• _Do this_
Rewrite every one of the rows below, replacing "one marker per instance" with "one point per instance" wherever it occurs and leaving all other text unchanged.

::: Dataset

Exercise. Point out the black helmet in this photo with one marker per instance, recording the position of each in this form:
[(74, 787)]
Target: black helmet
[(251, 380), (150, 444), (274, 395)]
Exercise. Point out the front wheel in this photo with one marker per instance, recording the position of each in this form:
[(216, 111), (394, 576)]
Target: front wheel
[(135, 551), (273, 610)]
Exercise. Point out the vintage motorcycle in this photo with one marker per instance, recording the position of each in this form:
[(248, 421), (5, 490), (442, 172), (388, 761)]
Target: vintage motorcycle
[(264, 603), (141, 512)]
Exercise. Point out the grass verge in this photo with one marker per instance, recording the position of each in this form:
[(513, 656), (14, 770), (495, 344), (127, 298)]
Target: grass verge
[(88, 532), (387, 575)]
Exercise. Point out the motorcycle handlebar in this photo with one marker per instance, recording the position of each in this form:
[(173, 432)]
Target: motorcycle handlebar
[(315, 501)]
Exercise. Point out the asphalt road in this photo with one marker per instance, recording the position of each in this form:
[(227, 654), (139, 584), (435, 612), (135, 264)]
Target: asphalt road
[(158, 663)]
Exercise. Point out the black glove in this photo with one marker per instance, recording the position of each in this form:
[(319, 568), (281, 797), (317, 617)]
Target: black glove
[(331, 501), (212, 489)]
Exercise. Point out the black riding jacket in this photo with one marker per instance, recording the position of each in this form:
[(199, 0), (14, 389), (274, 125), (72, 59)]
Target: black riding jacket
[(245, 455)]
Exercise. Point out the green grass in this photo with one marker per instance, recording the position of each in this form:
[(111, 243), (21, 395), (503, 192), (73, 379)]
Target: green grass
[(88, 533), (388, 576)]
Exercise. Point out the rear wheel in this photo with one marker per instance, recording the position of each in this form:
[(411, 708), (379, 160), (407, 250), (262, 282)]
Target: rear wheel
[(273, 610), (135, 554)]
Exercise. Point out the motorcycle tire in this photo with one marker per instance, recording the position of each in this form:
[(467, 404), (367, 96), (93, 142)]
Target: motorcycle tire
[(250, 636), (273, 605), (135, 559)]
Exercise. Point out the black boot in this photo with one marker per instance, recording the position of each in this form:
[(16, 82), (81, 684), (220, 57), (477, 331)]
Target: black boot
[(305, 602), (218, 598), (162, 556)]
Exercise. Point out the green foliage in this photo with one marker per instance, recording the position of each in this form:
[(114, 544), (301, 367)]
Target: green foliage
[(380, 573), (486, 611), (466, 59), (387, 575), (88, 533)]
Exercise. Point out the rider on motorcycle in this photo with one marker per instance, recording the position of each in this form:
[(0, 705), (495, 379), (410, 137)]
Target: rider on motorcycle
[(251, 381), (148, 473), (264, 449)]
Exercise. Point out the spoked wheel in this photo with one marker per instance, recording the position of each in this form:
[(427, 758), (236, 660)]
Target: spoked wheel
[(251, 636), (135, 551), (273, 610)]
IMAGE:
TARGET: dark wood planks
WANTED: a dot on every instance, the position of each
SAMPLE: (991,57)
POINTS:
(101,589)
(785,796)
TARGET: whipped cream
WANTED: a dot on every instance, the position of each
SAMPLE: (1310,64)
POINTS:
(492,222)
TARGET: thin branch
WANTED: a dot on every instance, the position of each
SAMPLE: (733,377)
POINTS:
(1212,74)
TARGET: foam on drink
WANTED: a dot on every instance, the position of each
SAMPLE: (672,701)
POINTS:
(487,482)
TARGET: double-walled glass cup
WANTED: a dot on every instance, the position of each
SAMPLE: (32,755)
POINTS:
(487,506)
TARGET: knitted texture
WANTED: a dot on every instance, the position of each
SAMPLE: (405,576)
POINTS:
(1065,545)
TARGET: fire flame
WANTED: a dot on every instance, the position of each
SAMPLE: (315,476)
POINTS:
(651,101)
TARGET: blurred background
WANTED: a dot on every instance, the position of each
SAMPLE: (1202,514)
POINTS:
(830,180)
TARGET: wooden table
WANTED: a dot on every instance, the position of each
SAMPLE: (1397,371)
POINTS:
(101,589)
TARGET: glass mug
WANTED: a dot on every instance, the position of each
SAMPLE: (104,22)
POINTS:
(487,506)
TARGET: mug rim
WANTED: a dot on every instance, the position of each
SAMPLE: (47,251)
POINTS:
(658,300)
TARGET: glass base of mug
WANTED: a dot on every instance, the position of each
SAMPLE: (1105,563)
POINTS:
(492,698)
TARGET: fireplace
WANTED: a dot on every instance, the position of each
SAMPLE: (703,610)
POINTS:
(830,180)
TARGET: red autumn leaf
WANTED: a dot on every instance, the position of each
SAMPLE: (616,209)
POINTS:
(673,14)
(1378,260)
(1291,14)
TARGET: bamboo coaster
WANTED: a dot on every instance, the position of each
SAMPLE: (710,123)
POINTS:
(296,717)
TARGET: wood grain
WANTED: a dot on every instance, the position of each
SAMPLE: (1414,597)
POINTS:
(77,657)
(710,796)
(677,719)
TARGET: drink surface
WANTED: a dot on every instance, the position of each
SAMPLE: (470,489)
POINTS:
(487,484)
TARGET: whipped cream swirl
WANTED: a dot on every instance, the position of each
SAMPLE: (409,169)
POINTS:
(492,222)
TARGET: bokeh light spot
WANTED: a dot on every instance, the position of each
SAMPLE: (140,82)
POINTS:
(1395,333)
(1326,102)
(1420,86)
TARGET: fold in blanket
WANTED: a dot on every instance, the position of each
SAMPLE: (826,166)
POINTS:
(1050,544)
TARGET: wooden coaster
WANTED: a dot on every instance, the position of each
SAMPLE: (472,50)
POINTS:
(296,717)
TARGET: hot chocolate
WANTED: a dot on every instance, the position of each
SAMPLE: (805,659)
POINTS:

::::::

• _Exercise response_
Exercise. Point out the black helmet in this photo with one point per instance, recording the position of each in this form:
[(74, 787)]
Target: black helmet
[(251, 380), (150, 444), (274, 395)]
Exercise. Point out the front wheel in this photo with one point per instance, recording the position of each in this form:
[(216, 111), (394, 576)]
Target: front wheel
[(135, 551), (273, 610)]
Exercise. Point out the vintage motorcycle in this photo with one point per instance, recording the position of each in this form:
[(248, 421), (5, 490), (442, 172), (388, 761)]
Target: vintage motorcycle
[(264, 603), (141, 512)]
Exercise. Point out the grass verge in this photo with one point per instance, recording the position of each in this form:
[(513, 656), (14, 770), (495, 344), (127, 298)]
Target: grass verge
[(88, 532), (387, 575)]
Exercise. Point out the motorcycle handlebar in this photo with one point per instance, recording the position of each in this form:
[(173, 432)]
Target: motorcycle handlebar
[(315, 501)]
Exercise. Point out the asphalt road in this photo with one point per instance, recording the position of each in this form:
[(227, 654), (139, 584), (435, 612), (135, 264)]
Target: asphalt road
[(158, 663)]
Exercise. Point out the black glove in this photo with one point per instance, recording the position of each in this form:
[(319, 568), (281, 797), (317, 617)]
Target: black glove
[(331, 501), (212, 489)]
Exercise. Point out the black riding jacket in this photo with one point per instance, recording the position of each in this form:
[(199, 0), (14, 389), (274, 125), (72, 59)]
Target: black riding jacket
[(245, 455)]
Exercise. Point out the green grass in this photo with one point per instance, recording the position of each in this form:
[(111, 243), (21, 395), (503, 192), (73, 379)]
Target: green grass
[(88, 533), (388, 576)]
Exercise. Point out the rear wheel in this photo with one point per instance, recording the position of each in this form:
[(411, 708), (379, 160), (407, 250), (262, 282)]
Target: rear wheel
[(273, 610), (135, 554)]
Exercise. Point out the motorcycle tire in this photo with one point per instance, recording the position of each in this form:
[(467, 404), (367, 96), (93, 142)]
Target: motorcycle tire
[(250, 636), (273, 605), (135, 559)]
Exercise. Point out the black boot in this photo with one point per instance, recording the position of each in this form:
[(16, 82), (81, 684), (220, 57), (477, 331)]
Target: black boot
[(305, 602), (218, 598), (162, 556)]
Exercise. Point out the green foliage in this photo with one point per instance, recording the position of each in this form:
[(114, 544), (301, 367)]
Target: green foliage
[(380, 573), (486, 611), (466, 59), (387, 575), (88, 533)]
Exercise. Point out the rider on motorcycle in this photo with one point per instance, recording the position of each in this form:
[(0, 705), (495, 379), (410, 137)]
Target: rider on motorcycle
[(251, 381), (148, 473), (264, 449)]
Exercise. Point out the spoked wheel in this photo with one point per instance, recording the position of each in this form:
[(427, 758), (236, 660)]
Target: spoked wheel
[(251, 636), (135, 551), (273, 610)]
IMAGE:
TARGET: dark wood planks
WANTED: a dot on every instance, the position of each
SAMPLE: (991,57)
POINTS:
(101,589)
(785,796)
TARGET: whipped cream
WANTED: a dot on every instance, the position of each
SAMPLE: (1310,64)
POINTS:
(492,222)
TARGET: thin branch
WANTED: a dot on every instance, the position of each
SAMPLE: (733,377)
POINTS:
(1212,74)
TARGET: foam on drink
WANTED: a dot on every instance, the position of each
SAMPLE: (672,701)
POINTS:
(487,482)
TARGET: double-walled glass cup
WANTED: a dot on every instance, the position of each
SAMPLE: (32,755)
POINTS:
(487,506)
TARGET: knitted texture
WANTED: a dot on every instance, the position of each
SAMPLE: (405,576)
POINTS:
(1065,545)
TARGET: fire flame
WANTED: a dot on every instance, the position of each
SAMPLE: (315,476)
POINTS:
(651,101)
TARGET: blurred background
WANTED: a dot on every instance, the position of each
SAMPLE: (1202,514)
POINTS:
(830,180)
TARGET: wooden table
WANTED: a dot on every instance, the position of each
SAMPLE: (1397,371)
POINTS:
(101,589)
TARGET: glass mug
WANTED: a dot on every instance, the position of each
SAMPLE: (104,22)
POINTS:
(487,506)
TARGET: mug rim
WANTED: a dot on every instance, the position of each
SAMPLE: (47,251)
POINTS:
(658,300)
TARGET: glass base of mug
WANTED: a dot on every instance, the position of each
SAMPLE: (1105,563)
POINTS:
(492,698)
TARGET: fireplace
WANTED: a dot on every instance, the position of each
SAMPLE: (703,610)
POINTS:
(830,180)
TARGET: red autumn leaf
WANTED: a dot on every instance, the position of each
SAMPLE: (616,209)
POINTS:
(673,14)
(1378,260)
(1291,14)
TARGET: bamboo coaster
WANTED: a dot on every instance, the position of each
SAMPLE: (710,123)
POINTS:
(296,717)
TARGET: wood grain
WANTED: a dot on every instance, the position of each
SAMPLE: (1414,597)
POINTS:
(77,657)
(710,796)
(677,719)
TARGET: drink surface
WANTED: a dot on every instance, the position of each
SAMPLE: (470,489)
POINTS:
(487,484)
TARGET: whipped cream swirl
WANTED: a dot on every instance, the position of each
SAMPLE: (409,169)
POINTS:
(492,222)
TARGET: bokeh light spot
WANTED: a dot on every instance, the position of each
SAMPLE: (140,82)
POINTS:
(1395,333)
(1326,102)
(1420,86)
TARGET: fold in blanket
WANTED: a dot on every instance, the position of each
SAMPLE: (826,166)
POINTS:
(1050,544)
TARGET: wooden coaster
WANTED: a dot on every instance, the position of each
SAMPLE: (472,50)
POINTS:
(296,717)
TARGET: hot chocolate
WANTED: a dot on every instance, the position of each
SAMPLE: (805,659)
POINTS:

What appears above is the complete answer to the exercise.